What is being asked:
Starting with the line that contains "Place one pin on each instance of the blue", write out each line through the end of the listing, unchanged. Output nothing else.

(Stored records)
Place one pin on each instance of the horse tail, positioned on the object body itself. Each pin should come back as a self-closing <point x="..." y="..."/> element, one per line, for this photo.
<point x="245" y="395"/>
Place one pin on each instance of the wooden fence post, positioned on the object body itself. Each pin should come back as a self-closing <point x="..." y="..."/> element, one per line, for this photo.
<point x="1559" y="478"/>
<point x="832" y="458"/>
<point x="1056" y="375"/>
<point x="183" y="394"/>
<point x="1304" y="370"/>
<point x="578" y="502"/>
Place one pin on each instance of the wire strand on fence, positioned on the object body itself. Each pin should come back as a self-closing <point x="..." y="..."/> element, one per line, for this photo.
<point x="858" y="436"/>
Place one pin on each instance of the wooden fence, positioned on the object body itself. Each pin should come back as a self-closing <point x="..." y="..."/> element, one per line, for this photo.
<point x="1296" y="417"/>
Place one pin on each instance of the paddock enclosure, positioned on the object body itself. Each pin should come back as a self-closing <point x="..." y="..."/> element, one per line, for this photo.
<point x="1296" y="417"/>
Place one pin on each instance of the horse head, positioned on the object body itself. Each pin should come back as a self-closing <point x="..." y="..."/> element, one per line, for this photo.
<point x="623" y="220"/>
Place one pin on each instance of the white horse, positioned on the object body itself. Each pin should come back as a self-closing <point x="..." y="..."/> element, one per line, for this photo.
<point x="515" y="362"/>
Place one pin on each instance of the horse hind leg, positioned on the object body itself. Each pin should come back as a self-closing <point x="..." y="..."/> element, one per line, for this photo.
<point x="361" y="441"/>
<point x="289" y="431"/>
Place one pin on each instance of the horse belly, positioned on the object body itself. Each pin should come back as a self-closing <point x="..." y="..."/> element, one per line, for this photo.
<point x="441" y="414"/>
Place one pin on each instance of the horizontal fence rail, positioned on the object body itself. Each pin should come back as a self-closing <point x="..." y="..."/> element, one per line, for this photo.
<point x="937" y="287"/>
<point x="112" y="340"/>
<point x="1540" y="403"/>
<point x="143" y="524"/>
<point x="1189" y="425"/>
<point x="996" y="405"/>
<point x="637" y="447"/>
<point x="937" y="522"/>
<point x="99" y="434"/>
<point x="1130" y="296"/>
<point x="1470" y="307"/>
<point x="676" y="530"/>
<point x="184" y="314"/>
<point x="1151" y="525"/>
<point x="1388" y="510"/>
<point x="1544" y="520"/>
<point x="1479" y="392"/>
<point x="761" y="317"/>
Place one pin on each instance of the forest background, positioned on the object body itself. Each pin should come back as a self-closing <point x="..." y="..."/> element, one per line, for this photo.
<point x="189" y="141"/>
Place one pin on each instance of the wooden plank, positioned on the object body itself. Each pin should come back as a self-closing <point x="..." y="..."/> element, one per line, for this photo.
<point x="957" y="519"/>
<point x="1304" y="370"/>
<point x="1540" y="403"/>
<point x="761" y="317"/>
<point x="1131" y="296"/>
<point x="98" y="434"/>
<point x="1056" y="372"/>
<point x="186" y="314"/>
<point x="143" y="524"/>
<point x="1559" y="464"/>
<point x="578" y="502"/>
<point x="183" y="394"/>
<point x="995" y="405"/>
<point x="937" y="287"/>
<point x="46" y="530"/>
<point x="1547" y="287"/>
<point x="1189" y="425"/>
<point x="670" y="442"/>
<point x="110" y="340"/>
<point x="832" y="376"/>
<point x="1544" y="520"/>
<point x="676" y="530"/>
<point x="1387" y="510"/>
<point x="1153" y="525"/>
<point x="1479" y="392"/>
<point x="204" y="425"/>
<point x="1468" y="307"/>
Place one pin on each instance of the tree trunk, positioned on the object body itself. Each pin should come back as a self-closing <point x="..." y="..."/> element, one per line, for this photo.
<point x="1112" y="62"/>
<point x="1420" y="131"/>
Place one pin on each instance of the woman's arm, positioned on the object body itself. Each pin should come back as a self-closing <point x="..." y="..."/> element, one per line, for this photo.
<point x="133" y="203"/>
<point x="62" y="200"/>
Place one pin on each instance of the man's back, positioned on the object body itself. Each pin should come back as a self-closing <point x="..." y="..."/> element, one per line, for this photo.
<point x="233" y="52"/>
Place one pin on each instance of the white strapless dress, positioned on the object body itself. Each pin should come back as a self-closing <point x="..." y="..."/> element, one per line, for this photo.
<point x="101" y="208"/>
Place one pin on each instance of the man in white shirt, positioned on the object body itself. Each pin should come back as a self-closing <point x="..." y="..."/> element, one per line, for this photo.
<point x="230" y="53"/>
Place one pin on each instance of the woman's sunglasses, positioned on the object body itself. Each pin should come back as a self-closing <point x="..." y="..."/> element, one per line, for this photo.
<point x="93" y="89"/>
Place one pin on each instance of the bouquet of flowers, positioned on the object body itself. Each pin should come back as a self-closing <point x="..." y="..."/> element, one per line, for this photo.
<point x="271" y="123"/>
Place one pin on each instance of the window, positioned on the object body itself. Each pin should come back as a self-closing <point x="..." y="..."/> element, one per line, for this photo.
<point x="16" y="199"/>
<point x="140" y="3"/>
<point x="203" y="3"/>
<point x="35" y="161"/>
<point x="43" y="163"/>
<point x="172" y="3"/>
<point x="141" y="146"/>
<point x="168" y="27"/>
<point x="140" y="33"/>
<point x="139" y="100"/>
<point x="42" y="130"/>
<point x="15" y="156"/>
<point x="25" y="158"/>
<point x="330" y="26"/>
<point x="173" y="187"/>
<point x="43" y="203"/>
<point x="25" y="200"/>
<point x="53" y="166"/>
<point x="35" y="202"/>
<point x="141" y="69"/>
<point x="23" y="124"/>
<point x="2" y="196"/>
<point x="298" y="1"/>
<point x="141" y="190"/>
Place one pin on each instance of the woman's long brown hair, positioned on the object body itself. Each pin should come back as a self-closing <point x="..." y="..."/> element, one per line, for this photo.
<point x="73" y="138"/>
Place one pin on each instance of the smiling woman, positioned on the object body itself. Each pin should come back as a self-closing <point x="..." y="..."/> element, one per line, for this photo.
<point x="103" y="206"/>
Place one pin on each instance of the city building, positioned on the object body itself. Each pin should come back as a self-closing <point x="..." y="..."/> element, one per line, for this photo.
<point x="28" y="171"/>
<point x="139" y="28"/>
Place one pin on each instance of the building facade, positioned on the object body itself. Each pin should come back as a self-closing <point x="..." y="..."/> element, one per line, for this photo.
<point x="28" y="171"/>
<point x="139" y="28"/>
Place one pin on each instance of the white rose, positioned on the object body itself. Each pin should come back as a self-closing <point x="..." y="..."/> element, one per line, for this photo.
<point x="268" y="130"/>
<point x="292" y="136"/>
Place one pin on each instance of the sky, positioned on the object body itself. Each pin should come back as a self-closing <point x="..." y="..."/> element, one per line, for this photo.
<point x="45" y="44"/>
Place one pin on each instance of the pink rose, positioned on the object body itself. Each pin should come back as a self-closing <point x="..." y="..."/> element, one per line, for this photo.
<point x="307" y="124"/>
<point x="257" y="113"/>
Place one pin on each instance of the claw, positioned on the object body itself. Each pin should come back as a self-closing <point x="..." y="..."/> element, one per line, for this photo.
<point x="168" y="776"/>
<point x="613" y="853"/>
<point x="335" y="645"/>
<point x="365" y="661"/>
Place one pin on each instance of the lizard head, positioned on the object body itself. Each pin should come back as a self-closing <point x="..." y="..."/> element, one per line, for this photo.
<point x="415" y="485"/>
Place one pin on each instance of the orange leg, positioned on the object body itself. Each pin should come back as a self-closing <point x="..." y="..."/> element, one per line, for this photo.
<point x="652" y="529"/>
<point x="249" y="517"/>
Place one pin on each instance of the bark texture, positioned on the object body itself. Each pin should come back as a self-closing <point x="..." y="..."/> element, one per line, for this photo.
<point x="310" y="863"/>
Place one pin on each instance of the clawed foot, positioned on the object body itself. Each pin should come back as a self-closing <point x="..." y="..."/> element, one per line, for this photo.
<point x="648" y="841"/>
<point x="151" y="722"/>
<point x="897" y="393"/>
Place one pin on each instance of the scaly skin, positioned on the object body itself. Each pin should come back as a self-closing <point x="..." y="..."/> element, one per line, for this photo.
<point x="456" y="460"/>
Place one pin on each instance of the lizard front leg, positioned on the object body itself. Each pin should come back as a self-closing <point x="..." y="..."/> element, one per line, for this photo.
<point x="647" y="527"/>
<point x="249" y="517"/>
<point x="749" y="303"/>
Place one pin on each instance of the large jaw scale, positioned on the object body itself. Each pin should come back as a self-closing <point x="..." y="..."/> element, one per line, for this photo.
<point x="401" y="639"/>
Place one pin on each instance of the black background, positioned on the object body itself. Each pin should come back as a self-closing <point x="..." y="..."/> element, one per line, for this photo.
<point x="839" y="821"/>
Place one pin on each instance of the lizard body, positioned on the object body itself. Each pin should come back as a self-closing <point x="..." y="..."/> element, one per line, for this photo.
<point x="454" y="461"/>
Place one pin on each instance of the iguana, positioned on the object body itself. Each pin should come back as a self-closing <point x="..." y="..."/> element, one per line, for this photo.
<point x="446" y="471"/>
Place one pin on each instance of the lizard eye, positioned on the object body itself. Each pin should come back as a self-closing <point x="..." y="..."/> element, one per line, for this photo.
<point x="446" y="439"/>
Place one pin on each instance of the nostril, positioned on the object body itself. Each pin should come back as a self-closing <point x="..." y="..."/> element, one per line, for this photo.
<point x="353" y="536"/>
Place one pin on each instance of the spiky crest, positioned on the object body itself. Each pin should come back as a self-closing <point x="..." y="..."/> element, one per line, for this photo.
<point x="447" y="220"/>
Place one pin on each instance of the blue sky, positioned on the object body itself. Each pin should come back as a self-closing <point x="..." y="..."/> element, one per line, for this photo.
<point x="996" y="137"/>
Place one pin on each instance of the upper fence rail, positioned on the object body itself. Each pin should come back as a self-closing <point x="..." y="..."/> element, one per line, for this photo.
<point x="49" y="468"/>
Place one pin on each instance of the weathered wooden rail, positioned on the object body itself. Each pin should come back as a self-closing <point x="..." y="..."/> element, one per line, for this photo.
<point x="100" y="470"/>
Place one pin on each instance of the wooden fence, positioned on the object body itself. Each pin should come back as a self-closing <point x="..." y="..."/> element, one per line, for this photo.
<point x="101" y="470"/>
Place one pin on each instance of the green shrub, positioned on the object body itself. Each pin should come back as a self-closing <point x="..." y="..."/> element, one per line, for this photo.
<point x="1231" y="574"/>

Output of the exercise:
Place one pin on each instance of the blue sky, positioned on the object body itself. Each pin should come back as a self-closing <point x="..." y="..."/> element, one per line, for this photo.
<point x="996" y="137"/>
Place one pin on each instance of the upper fence rail, positioned on the object body itself. Each pin should come back as a self-closing <point x="..." y="..."/> element, one per line, for this photo.
<point x="49" y="468"/>
Place one pin on each instance of the weathered wooden rail, positioned on the object body itself. Each pin should come back as a self-closing <point x="..." y="..."/> element, one per line, for this photo.
<point x="100" y="470"/>
Place one pin on each instance of the wooden fence, positioned on the object body itself. Each pin should come back as a self-closing <point x="..." y="..."/> element, one per line, for this photo.
<point x="101" y="470"/>
Place one pin on each instance of the green shrub, positioned on the object body itself. Each pin should come back as a self-closing <point x="..." y="..."/> element, one per line, for this photo.
<point x="1231" y="574"/>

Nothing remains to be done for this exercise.